● Artikel:
※
Dalam dialog hermeneutika, pembaca meleburkan dirinya ke dalam teks. Dan bagaimanapun juga, seperti tradisi yang ada dalam dunia hermeneutis, patner dari penafsir (pembaca, manusia) adalah teks. Dengan demikan dibutuhkan sutau cara dalam berdialog give – and – take. Formulasinya (bentuk, perumusan) adalah teks mempertanyakan penafsir dan penafsir mempertanyakan teks tersebut.tugas. Inilah tugas hermeneutika membawa ke luar dari “alienasi”, di mana teks mendapatkan dirinya (sebagai bentuk tulisan) kembali kepada suasana kekinian dialog yang hidup, yang pemenuhan primordialnya adalah dengan pertanyaan dan jawaban.

Memahami teks berarti memahami pertanyaan. Dan dalam menafsir hal yang penting diperlukan adalah memahami horizon makna atau pertanyaan, di mana petunjuk makna teks dideterminasi (ditentukan). Walaupun demikian teks itu sendiri adalah suatu pertanyaan.
Dalam penafsiran hermeneutika, hal yang sangat menentukan ialah mencari makna yang ada di balik, apa yang eksplisit dikatakan melalui teks. Dan untuk memahami teks dibutuhkan pertanyaan-pertanyaan yang jawabannya terdapat pada makna yang ada di balik teks maupun apa yang secara gamblang dikatakan teks itu sendiri. Dengan kata lain pertanyaan-pertanyaan itu memiliki jawabannya pada teks itu sendiri. Dialektika pertanyaan dan jawaban tersebut melahirkan peleburan horizon. Di saat terjadi perjumpaan dengan horizon teks dalam realitas menerangi horizon seseorang, dan yang melahirkan penyingkapan diri serta pemahaman diri; maka perjumpaan itu menjadi suatu momen bagi penyingkapan ontologis.
※
● Materi Hasil Ekstraksi:
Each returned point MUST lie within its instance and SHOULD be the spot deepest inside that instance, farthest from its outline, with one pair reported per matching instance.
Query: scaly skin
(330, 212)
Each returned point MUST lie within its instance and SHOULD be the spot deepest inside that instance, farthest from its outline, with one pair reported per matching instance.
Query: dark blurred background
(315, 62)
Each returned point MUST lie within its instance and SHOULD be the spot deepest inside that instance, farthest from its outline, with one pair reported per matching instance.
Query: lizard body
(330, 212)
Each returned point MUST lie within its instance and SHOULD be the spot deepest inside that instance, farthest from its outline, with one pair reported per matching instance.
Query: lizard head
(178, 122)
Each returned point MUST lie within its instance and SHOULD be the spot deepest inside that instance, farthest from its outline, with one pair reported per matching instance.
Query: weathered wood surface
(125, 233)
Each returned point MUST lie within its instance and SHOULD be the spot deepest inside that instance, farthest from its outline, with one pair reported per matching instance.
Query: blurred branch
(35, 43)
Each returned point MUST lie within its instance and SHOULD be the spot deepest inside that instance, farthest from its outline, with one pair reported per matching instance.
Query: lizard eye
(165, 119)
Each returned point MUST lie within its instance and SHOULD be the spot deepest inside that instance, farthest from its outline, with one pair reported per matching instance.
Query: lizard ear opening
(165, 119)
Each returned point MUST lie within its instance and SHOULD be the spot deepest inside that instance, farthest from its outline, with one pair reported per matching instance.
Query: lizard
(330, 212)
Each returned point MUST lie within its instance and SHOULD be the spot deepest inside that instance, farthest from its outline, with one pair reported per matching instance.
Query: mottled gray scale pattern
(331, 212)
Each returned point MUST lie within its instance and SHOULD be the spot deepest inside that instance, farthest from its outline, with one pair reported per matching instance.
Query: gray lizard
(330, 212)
※
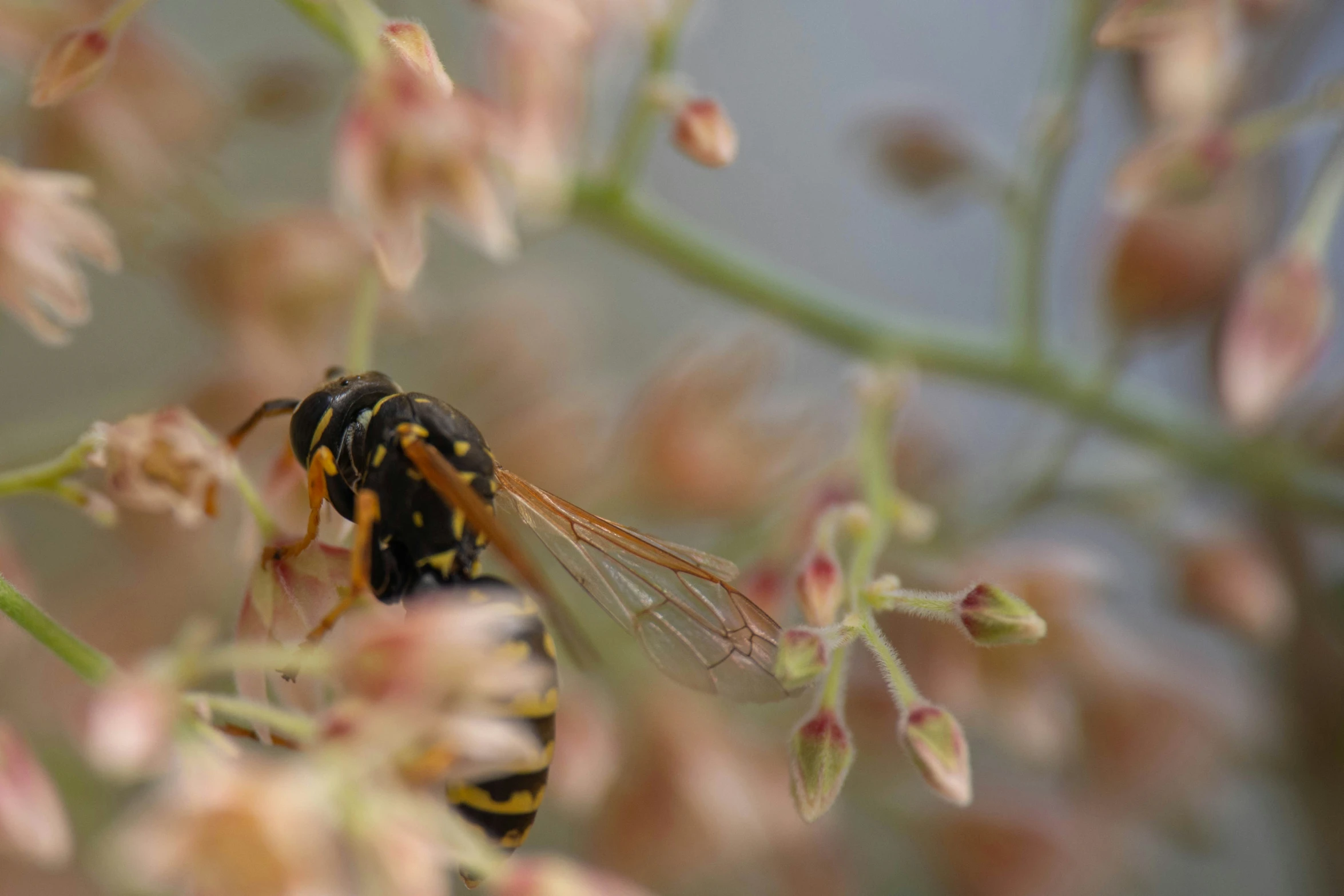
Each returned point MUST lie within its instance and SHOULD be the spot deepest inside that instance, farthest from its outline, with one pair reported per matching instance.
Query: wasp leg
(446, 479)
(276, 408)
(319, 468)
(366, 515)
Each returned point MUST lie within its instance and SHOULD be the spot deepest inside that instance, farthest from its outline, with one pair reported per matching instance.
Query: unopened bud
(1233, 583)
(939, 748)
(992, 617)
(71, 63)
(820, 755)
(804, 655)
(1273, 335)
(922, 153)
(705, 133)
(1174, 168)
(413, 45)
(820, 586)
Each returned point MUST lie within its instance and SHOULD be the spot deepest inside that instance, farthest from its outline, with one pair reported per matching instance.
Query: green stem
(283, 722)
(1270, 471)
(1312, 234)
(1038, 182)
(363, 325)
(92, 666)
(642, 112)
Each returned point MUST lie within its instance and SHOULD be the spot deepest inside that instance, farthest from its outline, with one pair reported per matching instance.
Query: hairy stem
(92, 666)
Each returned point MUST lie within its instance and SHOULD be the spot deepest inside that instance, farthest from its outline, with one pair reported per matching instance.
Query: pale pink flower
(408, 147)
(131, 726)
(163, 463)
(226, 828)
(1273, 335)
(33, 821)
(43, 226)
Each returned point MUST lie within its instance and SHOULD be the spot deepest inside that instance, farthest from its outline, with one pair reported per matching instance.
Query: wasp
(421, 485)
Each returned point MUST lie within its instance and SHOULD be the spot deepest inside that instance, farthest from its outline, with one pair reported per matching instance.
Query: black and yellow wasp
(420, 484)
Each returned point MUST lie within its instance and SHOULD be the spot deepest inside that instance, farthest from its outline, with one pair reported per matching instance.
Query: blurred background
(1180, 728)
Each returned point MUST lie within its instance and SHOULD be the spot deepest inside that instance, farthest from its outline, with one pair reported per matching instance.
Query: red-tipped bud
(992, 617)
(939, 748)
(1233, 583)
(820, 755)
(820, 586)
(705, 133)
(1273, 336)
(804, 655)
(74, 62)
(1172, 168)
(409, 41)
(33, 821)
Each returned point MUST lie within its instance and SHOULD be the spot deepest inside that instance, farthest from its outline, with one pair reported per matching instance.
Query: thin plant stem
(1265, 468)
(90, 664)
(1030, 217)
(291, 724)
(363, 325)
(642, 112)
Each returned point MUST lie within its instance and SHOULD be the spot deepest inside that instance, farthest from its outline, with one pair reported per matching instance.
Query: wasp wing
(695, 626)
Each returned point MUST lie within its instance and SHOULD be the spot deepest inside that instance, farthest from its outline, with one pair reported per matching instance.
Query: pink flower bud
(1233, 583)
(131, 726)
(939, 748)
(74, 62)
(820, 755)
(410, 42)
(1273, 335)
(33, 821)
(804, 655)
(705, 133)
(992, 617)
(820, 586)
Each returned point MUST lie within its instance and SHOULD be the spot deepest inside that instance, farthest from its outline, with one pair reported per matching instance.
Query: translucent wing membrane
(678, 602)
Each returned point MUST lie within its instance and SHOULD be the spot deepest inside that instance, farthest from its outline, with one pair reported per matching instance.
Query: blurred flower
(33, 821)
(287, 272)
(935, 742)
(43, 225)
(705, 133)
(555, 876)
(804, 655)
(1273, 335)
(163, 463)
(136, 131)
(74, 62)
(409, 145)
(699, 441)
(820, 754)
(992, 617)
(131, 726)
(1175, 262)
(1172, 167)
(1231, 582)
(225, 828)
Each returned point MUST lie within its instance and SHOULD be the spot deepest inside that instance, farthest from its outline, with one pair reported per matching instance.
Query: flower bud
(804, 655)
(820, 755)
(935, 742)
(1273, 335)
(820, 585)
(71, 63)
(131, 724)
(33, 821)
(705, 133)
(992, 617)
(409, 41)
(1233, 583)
※
● Tugas yang Dikerjakan:
A. Jawablah pertanyaan berikut berdasarkan artikel tentang hermeneutika:
(i) Dalam dialog hermeneutika, ke mana pembaca meleburkan dirinya?
(ii) Memahami teks berarti memahami apa?
(iii) Apa yang dilahirkan oleh dialektika pertanyaan dan jawaban?
B. Ekstrak setiap baris catatan yang memuat kata "background". Perbedaan huruf besar dan huruf kecil diperhitungkan.
Artikel dan catatan di atas merupakan materi yang saling terpisah.

● Hasil Latihan:
A.
(i) Ke dalam teks.
(ii) Memahami pertanyaan.
(iii) Peleburan horizon.

B.
Query: dark blurred background
Query: blurred background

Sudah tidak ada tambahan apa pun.